[Extract provided]:
■ ■ ■ ■ ■ ■ ■

A bench of Justices Gita Mittal and Anu Malhotra set aside the trial court's judgement passed in 2000 by which they were convicted for the offences under sections 302 (murder), 498 A (subjecting a married woman to cruelty) and 34 (common intention) of the IPC and were awarded life term.
During pendency of the appeal before the high court, the mother-in-law of the deceased had died in March 2003 and the proceeding against her was abated.
The bench noted in its verdict that they had remained in jail for a long time and only in 2001, the sentence imposed upon them was suspended during pendency of their appeals.
"These few facts set out the grave suffering that the appellants and their family members have faced because of their prolonged incarceration," the bench said.
"The trauma and suffering of over 25 years which commenced on November 13, 1991 has not ended in as much as this appeal has remained pending and the uncertainty of the outcome must be haunting these appellants and their family members would have left indelible scars and is irreparable," it said.

■ ■ ■ ■ ■ ■ ■

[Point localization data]
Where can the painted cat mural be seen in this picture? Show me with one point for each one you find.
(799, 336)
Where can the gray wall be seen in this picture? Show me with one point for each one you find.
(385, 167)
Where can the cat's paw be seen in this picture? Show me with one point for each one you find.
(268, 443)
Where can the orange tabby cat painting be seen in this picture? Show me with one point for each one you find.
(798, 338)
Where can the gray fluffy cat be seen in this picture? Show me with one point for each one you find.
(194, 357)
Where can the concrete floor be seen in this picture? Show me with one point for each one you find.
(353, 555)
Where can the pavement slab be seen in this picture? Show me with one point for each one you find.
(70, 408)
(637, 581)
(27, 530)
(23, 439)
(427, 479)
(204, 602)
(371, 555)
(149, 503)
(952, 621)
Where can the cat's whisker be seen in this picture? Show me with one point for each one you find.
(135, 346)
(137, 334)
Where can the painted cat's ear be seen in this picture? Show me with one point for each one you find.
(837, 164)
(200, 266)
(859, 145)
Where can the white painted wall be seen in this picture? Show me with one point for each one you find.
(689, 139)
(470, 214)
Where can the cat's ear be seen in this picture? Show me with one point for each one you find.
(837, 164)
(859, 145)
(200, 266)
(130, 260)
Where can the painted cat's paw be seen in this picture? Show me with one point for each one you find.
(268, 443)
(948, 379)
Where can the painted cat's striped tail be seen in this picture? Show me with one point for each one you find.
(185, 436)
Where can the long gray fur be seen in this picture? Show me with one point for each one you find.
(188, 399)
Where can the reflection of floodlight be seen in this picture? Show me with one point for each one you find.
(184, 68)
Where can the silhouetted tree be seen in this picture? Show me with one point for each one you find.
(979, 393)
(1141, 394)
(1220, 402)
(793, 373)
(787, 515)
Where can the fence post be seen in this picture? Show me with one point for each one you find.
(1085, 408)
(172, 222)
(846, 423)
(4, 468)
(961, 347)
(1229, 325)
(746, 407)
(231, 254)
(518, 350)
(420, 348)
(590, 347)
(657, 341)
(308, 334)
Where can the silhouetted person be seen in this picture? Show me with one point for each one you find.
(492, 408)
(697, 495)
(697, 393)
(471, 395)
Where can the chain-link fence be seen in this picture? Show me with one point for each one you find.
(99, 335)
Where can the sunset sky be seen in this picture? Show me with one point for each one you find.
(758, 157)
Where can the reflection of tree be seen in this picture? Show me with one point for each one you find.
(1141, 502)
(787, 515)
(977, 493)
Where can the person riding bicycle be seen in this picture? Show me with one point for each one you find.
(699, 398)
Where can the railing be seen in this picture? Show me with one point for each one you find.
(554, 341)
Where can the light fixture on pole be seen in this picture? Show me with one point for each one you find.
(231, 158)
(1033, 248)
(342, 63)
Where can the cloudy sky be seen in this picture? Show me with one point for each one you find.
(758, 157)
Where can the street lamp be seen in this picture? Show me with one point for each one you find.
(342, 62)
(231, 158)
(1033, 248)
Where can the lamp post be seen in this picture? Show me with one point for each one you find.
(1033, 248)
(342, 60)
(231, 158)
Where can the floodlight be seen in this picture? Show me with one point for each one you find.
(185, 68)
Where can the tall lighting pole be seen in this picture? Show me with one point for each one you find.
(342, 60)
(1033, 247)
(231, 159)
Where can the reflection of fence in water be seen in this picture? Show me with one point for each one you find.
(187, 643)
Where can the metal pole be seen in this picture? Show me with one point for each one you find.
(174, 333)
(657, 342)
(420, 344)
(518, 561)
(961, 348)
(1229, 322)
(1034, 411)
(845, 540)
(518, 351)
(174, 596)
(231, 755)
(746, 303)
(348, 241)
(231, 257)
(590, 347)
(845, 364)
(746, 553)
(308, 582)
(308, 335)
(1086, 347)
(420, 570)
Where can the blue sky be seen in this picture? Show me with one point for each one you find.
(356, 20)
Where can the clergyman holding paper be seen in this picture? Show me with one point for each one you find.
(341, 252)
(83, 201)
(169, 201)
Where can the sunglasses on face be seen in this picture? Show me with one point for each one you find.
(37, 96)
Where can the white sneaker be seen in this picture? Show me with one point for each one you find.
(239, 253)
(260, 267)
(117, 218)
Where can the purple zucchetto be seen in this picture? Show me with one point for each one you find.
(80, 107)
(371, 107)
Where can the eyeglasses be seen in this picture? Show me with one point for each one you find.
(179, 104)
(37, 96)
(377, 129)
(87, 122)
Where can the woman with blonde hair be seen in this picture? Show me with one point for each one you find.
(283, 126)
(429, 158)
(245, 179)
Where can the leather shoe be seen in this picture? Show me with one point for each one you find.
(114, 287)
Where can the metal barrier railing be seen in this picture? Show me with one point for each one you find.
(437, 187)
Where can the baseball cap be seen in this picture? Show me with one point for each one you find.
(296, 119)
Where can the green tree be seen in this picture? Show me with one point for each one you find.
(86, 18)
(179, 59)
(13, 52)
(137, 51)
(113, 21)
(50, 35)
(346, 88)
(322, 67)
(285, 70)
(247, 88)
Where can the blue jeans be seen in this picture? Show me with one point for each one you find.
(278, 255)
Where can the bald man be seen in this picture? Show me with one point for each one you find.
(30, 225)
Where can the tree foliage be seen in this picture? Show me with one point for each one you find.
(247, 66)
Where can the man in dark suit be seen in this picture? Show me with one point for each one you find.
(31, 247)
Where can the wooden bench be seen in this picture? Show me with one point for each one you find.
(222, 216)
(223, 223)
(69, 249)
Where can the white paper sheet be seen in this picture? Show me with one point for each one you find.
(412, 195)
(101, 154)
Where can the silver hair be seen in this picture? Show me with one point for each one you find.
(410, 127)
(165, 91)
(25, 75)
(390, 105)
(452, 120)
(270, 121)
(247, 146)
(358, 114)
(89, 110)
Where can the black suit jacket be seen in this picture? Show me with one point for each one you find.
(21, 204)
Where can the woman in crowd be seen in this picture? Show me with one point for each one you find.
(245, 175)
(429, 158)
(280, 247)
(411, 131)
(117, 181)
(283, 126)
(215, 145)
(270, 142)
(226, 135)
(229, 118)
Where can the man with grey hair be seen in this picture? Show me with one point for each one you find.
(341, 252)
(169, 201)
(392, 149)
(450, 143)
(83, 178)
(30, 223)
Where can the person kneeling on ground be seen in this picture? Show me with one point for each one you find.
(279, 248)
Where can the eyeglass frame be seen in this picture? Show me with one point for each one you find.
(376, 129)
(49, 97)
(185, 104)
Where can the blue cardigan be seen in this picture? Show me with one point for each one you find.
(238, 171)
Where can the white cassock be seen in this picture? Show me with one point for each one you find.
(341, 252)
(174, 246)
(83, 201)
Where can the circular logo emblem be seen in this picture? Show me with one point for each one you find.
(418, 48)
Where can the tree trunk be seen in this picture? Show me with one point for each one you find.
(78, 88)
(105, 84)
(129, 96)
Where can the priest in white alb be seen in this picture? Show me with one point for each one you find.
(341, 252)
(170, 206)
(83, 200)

■ ■ ■ ■ ■ ■ ■

[Questions on the material]:
**1)** List every section of the IPC that the court report names, with the offense given for each.
**2)** According to the court report, when did the mother-in-law of the deceased die?
**3)** Please update the court report from "A bench of Justices" through "her was abated.", changing "mother-in-law" to "mother".
Rely only on the court report.

[Solutions]:
**1)** 302 (murder), 498 A (subjecting a married woman to cruelty), 34 (common intention)

**2)** She died in March 2003.

**3)**
A bench of Justices Gita Mittal and Anu Malhotra set aside the trial court's judgement passed in 2000 by which they were convicted for the offences under sections 302 (murder), 498 A (subjecting a married woman to cruelty) and 34 (common intention) of the IPC and were awarded life term.
During pendency of the appeal before the high court, the mother of the deceased had died in March 2003 and the proceeding against her was abated.